# Best web building spider as a pet?



## aimike (Oct 21, 2017)

Hi, I'm thinking of getting a spider (well I'm definitely getting one but it's taking time finding the right one).

I love spider webs and I'm fascinated by the way some spiders wrap up their prey.  I want to get a fairly active spider, I don't mind getting a small/large/heated/cooled tank, I just want a spider that is active, builds amazing silky webs, and cocoons it's food.  It doesn't have to be big or small (some of the largest webs have been built by tiny spiders)

Obviously, I'm not looking for a tarantula  (which is about the only type of spider pet shops seem to sell around my area)

I guess I'm looking for an orb weaver spider, the jaw headed orb weaver looks okay, the golden orb weaver I don't find that pretty.  Have you guys/girls got any suggestions?

This will be my first spider, but i am well into my adult years, and have had other pets in the past so I should be able to take proper care of them.


----------



## Ratmosphere (Oct 21, 2017)

Is it going to be your first?


----------



## aimike (Oct 21, 2017)

It will,  I've been searching for months with very little sucess of finding the right type of spider (maybe im just picky) so thought I would come to the forums and ask for advice.


----------



## Torech Ungol (Oct 21, 2017)

Orb weavers are hard to keep, from what I've read. If you're okay with a "pet hole," I'd recommend a Kukulcania hibernalis. They make great webs and are easy to keep. They're not very active, though, and their slow metabolism means that you'll only need to feed them every 2 or 3 weeks.

Eresus moravicus or Eresus walckanaeri are decent webbers, too, from what I've read, but they're pretty shy, too.

I can't think of any web spinner that is not an orb weaver and also not a shy, hidey spider, off hand.


----------



## aimike (Oct 21, 2017)

Thanks @Torech Ungol

I've just been reading up on Kukulcania hibernalis, it looks pretty cool, it doesn't have to be actively walking around, just not fall asleep when it has prey  

Although, reading up on Kukulcania hibernalis, they seem to have non sticky webbing, and its the silky sticky webbing that amazes me ( A bit like garden spiders, but the golden orb weaver looks like it produces lots more than a garden spider).

* **DATA LISTING**
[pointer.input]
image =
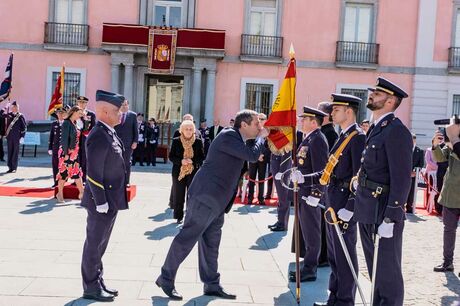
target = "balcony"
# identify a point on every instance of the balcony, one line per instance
(261, 48)
(454, 60)
(357, 55)
(66, 36)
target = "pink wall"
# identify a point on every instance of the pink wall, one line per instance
(30, 77)
(443, 31)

* **JOB 1**
Pull out every line of the entries that contains the string "identify", matching case exactly.
* **JOB 2**
Carry on the forum thread about choosing a web-building pet spider from where it stops.

* **TASK RESPONSE 1**
# identify a point on every instance of the balcony, one line per instance
# identify a point on every instance of the pink wall, one line per instance

* **TASK RESPONSE 2**
I'll look at your other suggestions now, thank you so much for giving me some ideas.


----------



## Ratmosphere (Oct 21, 2017)

I'd agree with _Kukulcania hibernalis_. Get to a nice size, create awesome webbing, and are usually docile.


----------



## aimike (Oct 21, 2017)

The webbing (from reading wiki) is not supposed to be sticky, does that mean they just pick the prey up and drag them back to a corner rather than wrap them up and play with the food in full display?


----------



## Andee (Oct 21, 2017)

If you want orb webs you got to get orb weavers, but I never recommend them for a first species. Most people who have been in the hobby for years on end even do horrible with them. I recommend for a wonderful webbing spider and active species Badumna sp. but they are hugely individuals. So you get what you get with them.


----------



## arachnoherp (Oct 21, 2017)

Good orbweaver if youve got a decent size enclosure like a tank or popup enclore are the nephila species.  Also some of the other maygalomorphs web pretty heavilly


----------



## Avic52300 (Oct 21, 2017)

I heard GBB's are good, very big on web spinning!!! I hear they are docile, and are  terrestrial. Very beautiful. Someone else on here will have better info than me though, I don't know a whole lot about them. Only hear say


----------



## JumpingNerscylla (Oct 21, 2017)

I'm not too well versed with orb weavers and have only owned one, but the one I had was pretty active most of the time (she was a Cross Orb Weaver if I remember correctly), however, if you, for whatever reason don't get an orb weaver, I'd suggest a Latrodectus


----------



## Andee (Oct 21, 2017)

Cross orb weavers and similar species that are less well known are definitely ones I recommend. I keep them and they don't need huge enclosures. The Agriope sp. and such, need larger enclosures, do best with square ones or any that have corners to use. All orbweavers are aroboreal and need medium to light foliage and need slightly high humidity.


----------



## aimike (Oct 21, 2017)

For orb weavers from what I've been reading (mostly from this forum),  keeping them alive and happy is hard.  Putting then in a glass cage obviously kills them since they have no way to climb and weave, even if you put debris in the cage the glass walls will probably still make them very anxious and not help  much, since they like to hide away and well.... eat/live.

 I've read that some people have kept them in a mesh, which apparently works well, but observation in a mesh is harder.    

They seem to love weaving in arches of lofts/basements,  around lights in rooms, on the corners of ceilings, between branches of trees, or the corners of window panes (with frames around them).  Basically, places where flies will be attracted to, or will stumble into.

I wonder if I could make a cage, where it was possible to simulate many of these points.  Some how make the glass climable (many beams) and frame the inside of the glass to simulate a garden shed window, a small light to attract flies, some arches and overhangs.... basically, I guess that's called a shed, but a small version of it for a cage.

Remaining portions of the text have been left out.